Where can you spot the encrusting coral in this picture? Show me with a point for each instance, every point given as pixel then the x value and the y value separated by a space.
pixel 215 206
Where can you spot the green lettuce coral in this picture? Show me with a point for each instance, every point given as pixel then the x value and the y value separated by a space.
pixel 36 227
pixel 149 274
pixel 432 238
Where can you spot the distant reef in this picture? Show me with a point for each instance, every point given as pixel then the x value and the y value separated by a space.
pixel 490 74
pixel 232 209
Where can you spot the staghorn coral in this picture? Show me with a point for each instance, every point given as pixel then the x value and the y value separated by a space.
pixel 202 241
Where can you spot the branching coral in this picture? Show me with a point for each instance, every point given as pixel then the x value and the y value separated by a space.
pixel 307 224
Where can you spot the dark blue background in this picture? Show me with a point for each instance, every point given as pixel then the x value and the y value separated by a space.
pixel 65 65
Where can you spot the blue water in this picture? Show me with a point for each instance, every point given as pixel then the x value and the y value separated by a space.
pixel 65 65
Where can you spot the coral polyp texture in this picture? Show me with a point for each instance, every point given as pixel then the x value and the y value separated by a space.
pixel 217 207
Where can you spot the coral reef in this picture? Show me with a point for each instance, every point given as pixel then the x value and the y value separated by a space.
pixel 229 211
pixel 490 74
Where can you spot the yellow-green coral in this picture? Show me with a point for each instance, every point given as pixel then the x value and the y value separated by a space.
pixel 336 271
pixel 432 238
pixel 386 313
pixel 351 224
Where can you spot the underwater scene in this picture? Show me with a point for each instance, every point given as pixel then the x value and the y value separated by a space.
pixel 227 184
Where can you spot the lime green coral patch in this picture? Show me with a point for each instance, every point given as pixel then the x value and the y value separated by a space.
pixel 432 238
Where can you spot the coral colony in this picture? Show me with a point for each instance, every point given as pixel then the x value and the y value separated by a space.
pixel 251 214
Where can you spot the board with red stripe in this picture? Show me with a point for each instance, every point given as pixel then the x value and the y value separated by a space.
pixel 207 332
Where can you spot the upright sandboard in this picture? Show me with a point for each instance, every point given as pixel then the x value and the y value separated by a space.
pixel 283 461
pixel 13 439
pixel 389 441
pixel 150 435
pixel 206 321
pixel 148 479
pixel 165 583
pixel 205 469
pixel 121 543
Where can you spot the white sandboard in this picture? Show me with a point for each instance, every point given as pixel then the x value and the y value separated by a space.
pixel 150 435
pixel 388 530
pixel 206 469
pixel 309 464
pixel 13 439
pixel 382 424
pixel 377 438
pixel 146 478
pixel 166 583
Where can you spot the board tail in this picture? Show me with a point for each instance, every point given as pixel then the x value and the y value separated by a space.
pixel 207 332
==
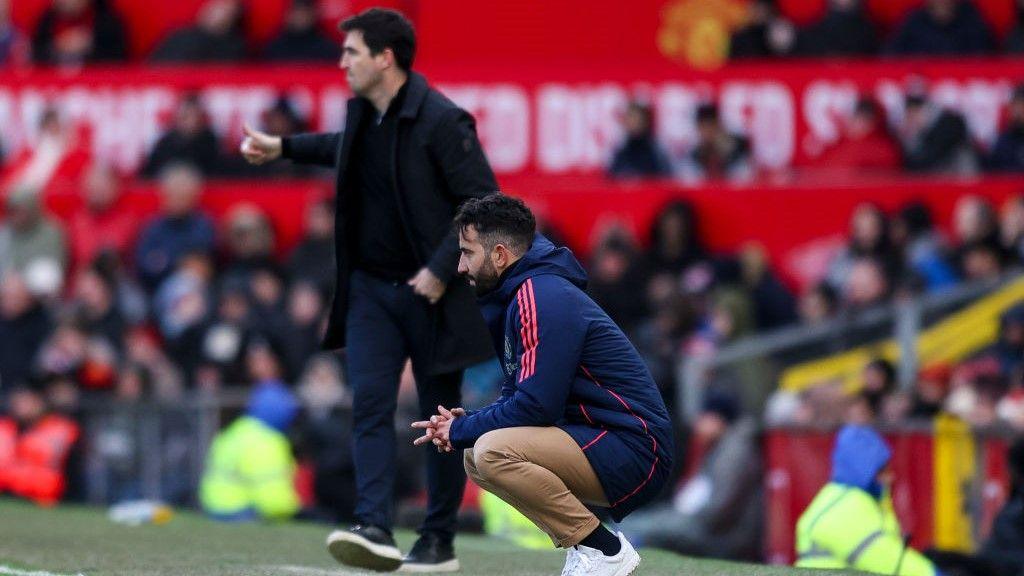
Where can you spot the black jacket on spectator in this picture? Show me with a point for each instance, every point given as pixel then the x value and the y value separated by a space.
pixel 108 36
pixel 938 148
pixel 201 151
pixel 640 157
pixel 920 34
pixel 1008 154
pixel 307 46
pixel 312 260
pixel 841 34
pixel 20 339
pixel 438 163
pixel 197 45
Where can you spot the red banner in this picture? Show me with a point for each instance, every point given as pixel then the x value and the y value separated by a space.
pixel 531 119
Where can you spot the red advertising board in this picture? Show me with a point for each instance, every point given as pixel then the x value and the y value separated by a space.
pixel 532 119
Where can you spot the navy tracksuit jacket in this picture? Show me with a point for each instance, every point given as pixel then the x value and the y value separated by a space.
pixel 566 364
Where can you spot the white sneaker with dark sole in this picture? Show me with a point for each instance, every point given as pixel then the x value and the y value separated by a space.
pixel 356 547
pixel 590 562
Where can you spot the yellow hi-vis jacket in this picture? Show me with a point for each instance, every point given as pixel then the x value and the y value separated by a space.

| Set problem |
Print the items above verbatim, from the line containing "Where can you spot the encrusting" to the line containing "pixel 202 241", including both of those lines.

| Result of the exercise |
Where can you spot the encrusting coral in this picture? Show me with a point for each instance, every point given as pixel then the x value and the y value separated by a space.
pixel 215 206
Where can you spot the green lettuce coral in this picture? Show me with a point for each instance, every point given as pixel then the x value and the y value separated by a space.
pixel 36 227
pixel 149 274
pixel 432 238
Where can you spot the distant reef in this picture? Show me with a point for each instance, every point given as pixel then the x value and the y value separated by a space.
pixel 490 74
pixel 232 209
Where can you spot the staghorn coral in this picture? Show me with a point for each instance, every point given as pixel then the x value and the y value separated by a space.
pixel 202 241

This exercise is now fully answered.